• Provided data

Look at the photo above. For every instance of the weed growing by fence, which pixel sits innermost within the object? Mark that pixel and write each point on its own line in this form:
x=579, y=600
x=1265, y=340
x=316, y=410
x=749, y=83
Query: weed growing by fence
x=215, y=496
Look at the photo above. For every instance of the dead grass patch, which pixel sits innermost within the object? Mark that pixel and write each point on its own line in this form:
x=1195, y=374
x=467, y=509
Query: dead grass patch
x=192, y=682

• Task directions
Return every record above exactly as it appears.

• Output for this exercise
Look at the photo above. For every instance of the weed growing by fence, which pixel sits innermost within the object? Mark that pixel and write each point on its own line in this form:
x=579, y=600
x=1265, y=340
x=316, y=410
x=749, y=83
Query: weed growing by fence
x=215, y=496
Look at the photo above. For every instance of the dead grass patch, which pixel sits innermost within the object? Mark that pixel and write each point on its own line in this form:
x=1195, y=374
x=467, y=509
Query: dead grass patch
x=192, y=682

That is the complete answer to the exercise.